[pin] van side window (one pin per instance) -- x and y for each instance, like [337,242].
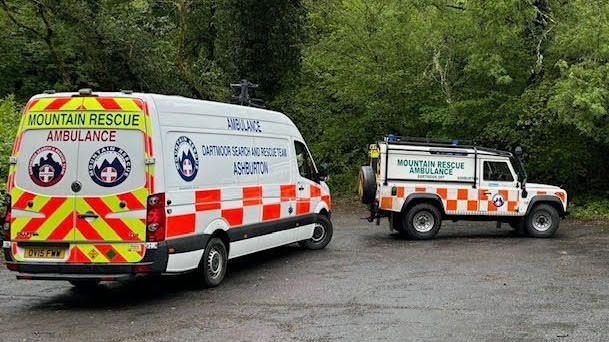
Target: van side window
[303,159]
[497,171]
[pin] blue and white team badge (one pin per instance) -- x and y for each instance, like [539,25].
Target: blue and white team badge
[186,158]
[47,166]
[109,166]
[498,200]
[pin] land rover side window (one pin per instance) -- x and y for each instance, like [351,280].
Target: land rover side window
[305,164]
[497,172]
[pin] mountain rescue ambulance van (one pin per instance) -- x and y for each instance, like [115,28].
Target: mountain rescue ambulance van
[106,186]
[418,183]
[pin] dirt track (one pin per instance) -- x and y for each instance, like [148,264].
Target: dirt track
[474,282]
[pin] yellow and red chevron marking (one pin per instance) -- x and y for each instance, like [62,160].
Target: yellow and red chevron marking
[55,221]
[112,229]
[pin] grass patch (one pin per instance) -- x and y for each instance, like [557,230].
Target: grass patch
[590,208]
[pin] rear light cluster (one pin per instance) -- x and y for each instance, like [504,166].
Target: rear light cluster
[6,221]
[155,218]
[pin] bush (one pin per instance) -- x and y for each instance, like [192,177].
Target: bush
[590,208]
[9,122]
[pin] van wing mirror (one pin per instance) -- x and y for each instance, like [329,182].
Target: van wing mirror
[322,172]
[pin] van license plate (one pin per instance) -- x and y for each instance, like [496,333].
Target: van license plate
[45,252]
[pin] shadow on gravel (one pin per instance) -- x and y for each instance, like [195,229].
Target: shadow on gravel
[146,291]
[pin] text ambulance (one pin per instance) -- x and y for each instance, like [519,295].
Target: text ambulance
[417,184]
[109,185]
==============================
**Stated exercise**
Write every entry above out again word for word, leaving out any pictures.

**Complete response**
[pin] van side window (one pin per instance) -- x and y for each instance, like [337,242].
Target: van side window
[303,159]
[497,171]
[pin] blue and white team badge (one pin per instance) -- x and y for each instance, like [539,25].
Target: blue and white team badge
[186,158]
[47,166]
[109,166]
[498,200]
[pin] land rover side window (one pin per instance) -- x and y for each instance, like [351,280].
Target: land rover side window
[305,164]
[497,172]
[pin] mountain rescue ambulance van (one pin per instance) -- x and y for each instance, like [115,28].
Target: mountain rescue ambulance van
[106,186]
[418,183]
[pin] dirt track (one pin per instance) -- x and y for each instance, like [148,264].
Target: dirt track
[474,282]
[pin] yellow and red chevron marking (one pin per instance) -- x and y for each instance, like [62,160].
Target: yellow and red chevron marking
[55,221]
[112,229]
[pin] grass patch (one pin per instance) -- x and y for each instance, like [557,230].
Target: grass patch
[590,208]
[pin] rear light cluster (one pin per instance) -- x and y for each instance, like [504,166].
Target: rear light cluster
[6,221]
[155,218]
[pin] bush (one pin per instance) -- x and y for each instance, like [192,177].
Target: bush
[590,208]
[9,122]
[pin] van wing mirror (one pin per instance) -- x and y for each instance, like [329,182].
Target: van wing mirror
[322,172]
[pin] van license plate (one pin per instance) -- x and y for each instance, like [496,333].
Target: van license plate
[45,252]
[pin] shadow on gravel (one pin per instance) -- x and y for each instance, like [195,229].
Target: shadow on gravel
[146,291]
[pin] text ambulance (one pin per instance) -- x and y for each instance, like [519,295].
Target: text ambulance
[417,184]
[109,185]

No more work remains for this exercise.